Repeat the records below word for word, but start at the line that contains "man's head, one", stop after the last line, and include nothing else.

— START Dataset records —

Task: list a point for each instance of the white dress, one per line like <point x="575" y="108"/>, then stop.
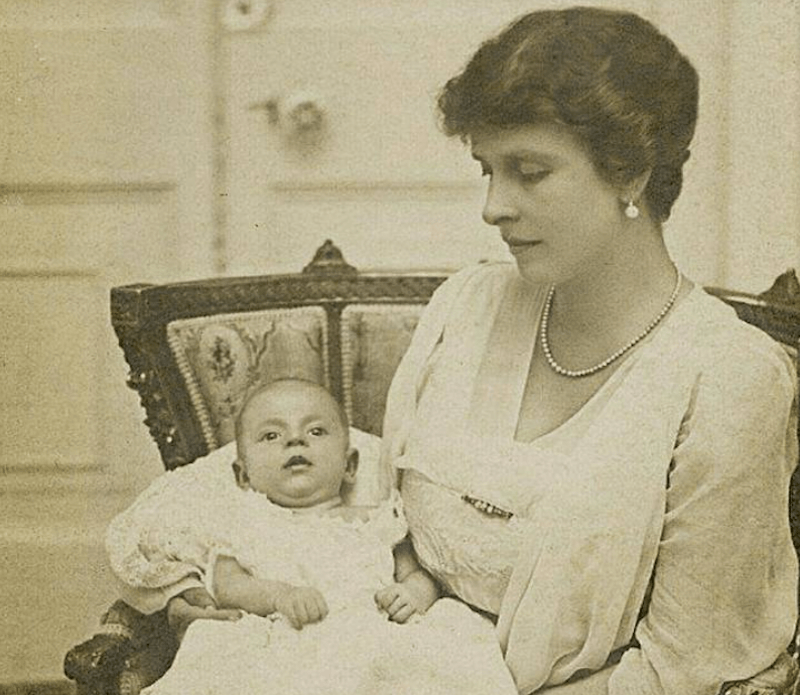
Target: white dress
<point x="355" y="650"/>
<point x="672" y="478"/>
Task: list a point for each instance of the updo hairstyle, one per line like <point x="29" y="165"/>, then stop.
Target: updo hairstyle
<point x="620" y="84"/>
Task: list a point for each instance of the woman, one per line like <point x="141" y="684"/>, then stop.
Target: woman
<point x="642" y="433"/>
<point x="592" y="450"/>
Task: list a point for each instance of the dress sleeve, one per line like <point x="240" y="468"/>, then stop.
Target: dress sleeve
<point x="401" y="402"/>
<point x="724" y="588"/>
<point x="155" y="546"/>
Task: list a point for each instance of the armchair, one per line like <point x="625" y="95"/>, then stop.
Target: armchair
<point x="194" y="347"/>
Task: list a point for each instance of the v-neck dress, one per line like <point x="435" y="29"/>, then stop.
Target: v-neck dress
<point x="671" y="479"/>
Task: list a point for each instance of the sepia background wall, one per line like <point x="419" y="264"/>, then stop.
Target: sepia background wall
<point x="148" y="140"/>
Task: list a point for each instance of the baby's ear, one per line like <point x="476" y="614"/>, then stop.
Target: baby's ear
<point x="241" y="475"/>
<point x="351" y="467"/>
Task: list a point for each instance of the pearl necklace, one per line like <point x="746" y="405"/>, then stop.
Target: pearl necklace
<point x="577" y="373"/>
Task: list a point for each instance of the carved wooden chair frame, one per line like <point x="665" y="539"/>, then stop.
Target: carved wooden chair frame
<point x="140" y="315"/>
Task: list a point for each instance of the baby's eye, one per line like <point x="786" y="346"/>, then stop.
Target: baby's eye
<point x="533" y="176"/>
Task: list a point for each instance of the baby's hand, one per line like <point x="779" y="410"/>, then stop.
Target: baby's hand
<point x="400" y="602"/>
<point x="302" y="605"/>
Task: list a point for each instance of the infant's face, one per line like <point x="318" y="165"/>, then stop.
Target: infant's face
<point x="293" y="445"/>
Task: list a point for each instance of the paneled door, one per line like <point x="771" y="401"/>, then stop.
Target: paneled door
<point x="330" y="111"/>
<point x="105" y="176"/>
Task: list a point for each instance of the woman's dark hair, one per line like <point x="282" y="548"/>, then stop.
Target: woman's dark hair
<point x="621" y="85"/>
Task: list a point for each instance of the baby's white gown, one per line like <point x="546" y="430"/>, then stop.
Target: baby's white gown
<point x="355" y="650"/>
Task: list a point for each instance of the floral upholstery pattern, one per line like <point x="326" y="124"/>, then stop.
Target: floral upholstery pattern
<point x="221" y="357"/>
<point x="374" y="339"/>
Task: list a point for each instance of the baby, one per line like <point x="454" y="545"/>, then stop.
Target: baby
<point x="314" y="579"/>
<point x="293" y="447"/>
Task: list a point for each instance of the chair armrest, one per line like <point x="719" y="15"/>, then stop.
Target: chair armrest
<point x="131" y="651"/>
<point x="778" y="679"/>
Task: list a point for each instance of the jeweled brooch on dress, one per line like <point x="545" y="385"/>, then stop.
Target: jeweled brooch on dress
<point x="487" y="507"/>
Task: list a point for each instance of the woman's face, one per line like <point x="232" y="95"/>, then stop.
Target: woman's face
<point x="559" y="218"/>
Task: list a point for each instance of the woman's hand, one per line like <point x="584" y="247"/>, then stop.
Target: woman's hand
<point x="193" y="604"/>
<point x="301" y="605"/>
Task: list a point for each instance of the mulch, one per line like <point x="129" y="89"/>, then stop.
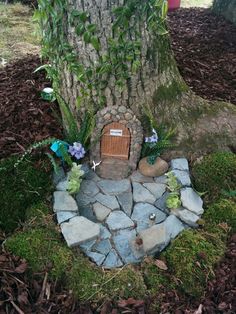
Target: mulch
<point x="205" y="49"/>
<point x="35" y="293"/>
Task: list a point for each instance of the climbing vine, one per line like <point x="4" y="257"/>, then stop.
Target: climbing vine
<point x="123" y="56"/>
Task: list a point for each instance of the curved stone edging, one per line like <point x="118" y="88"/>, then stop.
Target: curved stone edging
<point x="110" y="220"/>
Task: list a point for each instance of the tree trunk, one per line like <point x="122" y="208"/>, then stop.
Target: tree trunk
<point x="227" y="8"/>
<point x="156" y="83"/>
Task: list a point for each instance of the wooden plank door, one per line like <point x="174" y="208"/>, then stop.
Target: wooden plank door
<point x="115" y="141"/>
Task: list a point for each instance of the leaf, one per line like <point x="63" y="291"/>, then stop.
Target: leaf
<point x="160" y="264"/>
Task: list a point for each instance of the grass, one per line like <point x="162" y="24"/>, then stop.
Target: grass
<point x="196" y="3"/>
<point x="17" y="32"/>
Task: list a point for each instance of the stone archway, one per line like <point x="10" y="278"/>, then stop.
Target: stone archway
<point x="118" y="115"/>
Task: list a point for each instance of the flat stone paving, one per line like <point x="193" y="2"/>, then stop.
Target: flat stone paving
<point x="110" y="219"/>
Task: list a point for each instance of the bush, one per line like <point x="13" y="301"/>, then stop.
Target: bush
<point x="214" y="174"/>
<point x="21" y="187"/>
<point x="222" y="211"/>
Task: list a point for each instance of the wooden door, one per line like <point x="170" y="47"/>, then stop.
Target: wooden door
<point x="115" y="141"/>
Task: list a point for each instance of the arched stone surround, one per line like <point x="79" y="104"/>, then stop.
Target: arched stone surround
<point x="126" y="117"/>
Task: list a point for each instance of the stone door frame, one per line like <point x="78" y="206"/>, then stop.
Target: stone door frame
<point x="126" y="117"/>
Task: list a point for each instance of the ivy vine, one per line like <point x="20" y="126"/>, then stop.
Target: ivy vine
<point x="123" y="57"/>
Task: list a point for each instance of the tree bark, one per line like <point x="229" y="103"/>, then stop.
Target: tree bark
<point x="200" y="125"/>
<point x="227" y="8"/>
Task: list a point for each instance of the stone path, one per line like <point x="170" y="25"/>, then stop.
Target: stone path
<point x="116" y="222"/>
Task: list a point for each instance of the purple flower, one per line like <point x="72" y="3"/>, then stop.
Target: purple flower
<point x="153" y="138"/>
<point x="76" y="150"/>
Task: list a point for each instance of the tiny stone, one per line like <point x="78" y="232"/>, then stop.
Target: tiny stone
<point x="101" y="211"/>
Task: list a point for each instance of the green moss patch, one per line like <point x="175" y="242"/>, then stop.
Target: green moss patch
<point x="215" y="173"/>
<point x="21" y="187"/>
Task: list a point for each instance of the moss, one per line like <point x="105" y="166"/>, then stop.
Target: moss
<point x="21" y="187"/>
<point x="222" y="211"/>
<point x="215" y="173"/>
<point x="191" y="258"/>
<point x="42" y="249"/>
<point x="169" y="93"/>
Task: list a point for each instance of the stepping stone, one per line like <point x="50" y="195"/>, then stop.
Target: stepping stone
<point x="119" y="220"/>
<point x="186" y="216"/>
<point x="122" y="244"/>
<point x="96" y="257"/>
<point x="88" y="213"/>
<point x="157" y="189"/>
<point x="173" y="226"/>
<point x="112" y="260"/>
<point x="191" y="201"/>
<point x="126" y="202"/>
<point x="141" y="194"/>
<point x="183" y="177"/>
<point x="101" y="211"/>
<point x="109" y="201"/>
<point x="64" y="216"/>
<point x="179" y="164"/>
<point x="102" y="247"/>
<point x="154" y="238"/>
<point x="104" y="233"/>
<point x="161" y="179"/>
<point x="161" y="202"/>
<point x="113" y="187"/>
<point x="63" y="201"/>
<point x="84" y="200"/>
<point x="141" y="214"/>
<point x="138" y="177"/>
<point x="89" y="188"/>
<point x="79" y="230"/>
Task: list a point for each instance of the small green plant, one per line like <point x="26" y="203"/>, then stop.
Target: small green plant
<point x="75" y="178"/>
<point x="158" y="142"/>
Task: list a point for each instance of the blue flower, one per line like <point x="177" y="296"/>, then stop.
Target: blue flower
<point x="77" y="150"/>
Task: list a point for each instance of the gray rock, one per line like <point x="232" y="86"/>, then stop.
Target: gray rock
<point x="89" y="188"/>
<point x="138" y="177"/>
<point x="109" y="201"/>
<point x="191" y="200"/>
<point x="173" y="226"/>
<point x="119" y="220"/>
<point x="64" y="216"/>
<point x="112" y="260"/>
<point x="141" y="194"/>
<point x="63" y="201"/>
<point x="122" y="244"/>
<point x="186" y="216"/>
<point x="79" y="230"/>
<point x="62" y="185"/>
<point x="157" y="189"/>
<point x="101" y="211"/>
<point x="126" y="202"/>
<point x="179" y="164"/>
<point x="141" y="214"/>
<point x="88" y="213"/>
<point x="105" y="233"/>
<point x="154" y="238"/>
<point x="86" y="246"/>
<point x="161" y="202"/>
<point x="113" y="187"/>
<point x="96" y="257"/>
<point x="183" y="177"/>
<point x="59" y="176"/>
<point x="102" y="247"/>
<point x="161" y="179"/>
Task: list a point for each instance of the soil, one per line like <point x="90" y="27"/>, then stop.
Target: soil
<point x="205" y="49"/>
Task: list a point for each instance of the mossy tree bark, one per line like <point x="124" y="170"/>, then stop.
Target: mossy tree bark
<point x="200" y="125"/>
<point x="227" y="8"/>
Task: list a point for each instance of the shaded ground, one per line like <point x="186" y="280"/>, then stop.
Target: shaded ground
<point x="25" y="117"/>
<point x="19" y="292"/>
<point x="205" y="49"/>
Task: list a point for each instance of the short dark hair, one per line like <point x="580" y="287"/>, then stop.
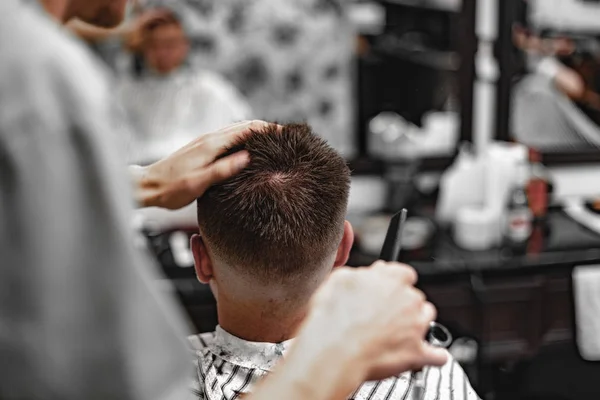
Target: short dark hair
<point x="283" y="215"/>
<point x="167" y="18"/>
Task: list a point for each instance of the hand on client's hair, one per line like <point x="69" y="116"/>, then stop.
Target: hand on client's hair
<point x="364" y="324"/>
<point x="383" y="314"/>
<point x="180" y="178"/>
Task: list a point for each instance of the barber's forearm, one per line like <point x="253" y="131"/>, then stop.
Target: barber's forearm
<point x="313" y="372"/>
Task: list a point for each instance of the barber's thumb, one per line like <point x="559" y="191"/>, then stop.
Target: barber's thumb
<point x="434" y="356"/>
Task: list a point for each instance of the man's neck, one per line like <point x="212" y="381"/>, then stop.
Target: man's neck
<point x="260" y="322"/>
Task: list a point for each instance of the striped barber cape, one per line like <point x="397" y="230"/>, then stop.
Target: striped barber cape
<point x="228" y="367"/>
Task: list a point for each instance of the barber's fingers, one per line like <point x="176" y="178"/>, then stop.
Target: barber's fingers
<point x="432" y="356"/>
<point x="428" y="313"/>
<point x="220" y="141"/>
<point x="402" y="272"/>
<point x="227" y="167"/>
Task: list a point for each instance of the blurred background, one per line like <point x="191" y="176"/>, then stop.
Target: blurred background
<point x="481" y="117"/>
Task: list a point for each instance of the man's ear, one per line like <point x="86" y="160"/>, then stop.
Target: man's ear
<point x="345" y="246"/>
<point x="202" y="261"/>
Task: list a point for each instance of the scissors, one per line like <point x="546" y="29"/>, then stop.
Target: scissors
<point x="437" y="335"/>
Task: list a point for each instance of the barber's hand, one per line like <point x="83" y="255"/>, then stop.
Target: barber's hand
<point x="378" y="313"/>
<point x="179" y="179"/>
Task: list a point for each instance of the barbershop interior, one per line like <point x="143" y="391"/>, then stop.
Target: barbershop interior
<point x="472" y="132"/>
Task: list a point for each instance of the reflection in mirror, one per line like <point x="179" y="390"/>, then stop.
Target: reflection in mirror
<point x="555" y="99"/>
<point x="409" y="94"/>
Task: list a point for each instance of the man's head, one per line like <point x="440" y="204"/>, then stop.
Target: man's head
<point x="165" y="45"/>
<point x="280" y="223"/>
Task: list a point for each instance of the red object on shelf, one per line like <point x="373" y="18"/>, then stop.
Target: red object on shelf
<point x="537" y="187"/>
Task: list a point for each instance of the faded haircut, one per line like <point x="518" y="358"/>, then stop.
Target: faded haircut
<point x="283" y="216"/>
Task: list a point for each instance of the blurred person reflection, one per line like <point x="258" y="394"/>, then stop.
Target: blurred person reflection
<point x="170" y="103"/>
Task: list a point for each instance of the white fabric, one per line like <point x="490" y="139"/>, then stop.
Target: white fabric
<point x="228" y="367"/>
<point x="586" y="288"/>
<point x="572" y="15"/>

— END Dataset records —

▶ **Written solution**:
Task: list a point for each instance of the man's head, one per line like <point x="440" y="204"/>, then stop.
Target: man's head
<point x="165" y="45"/>
<point x="280" y="223"/>
Task: list a point for each instance of the red object on shelf, one per line like <point x="373" y="18"/>, then stop.
Target: red object on shelf
<point x="537" y="187"/>
Task: list a point for each instance of the faded haircut, one per line like <point x="518" y="358"/>, then stop.
Target: faded haircut
<point x="283" y="216"/>
Task: list a point for each instance of the blurred person reflection, one per line like <point x="258" y="394"/>, then stop.
Target: blurred person reflection
<point x="170" y="103"/>
Task: list a point for each instance of the white fabric, one per line like <point x="490" y="139"/>, then stop.
Target: white fabric
<point x="228" y="367"/>
<point x="586" y="288"/>
<point x="572" y="15"/>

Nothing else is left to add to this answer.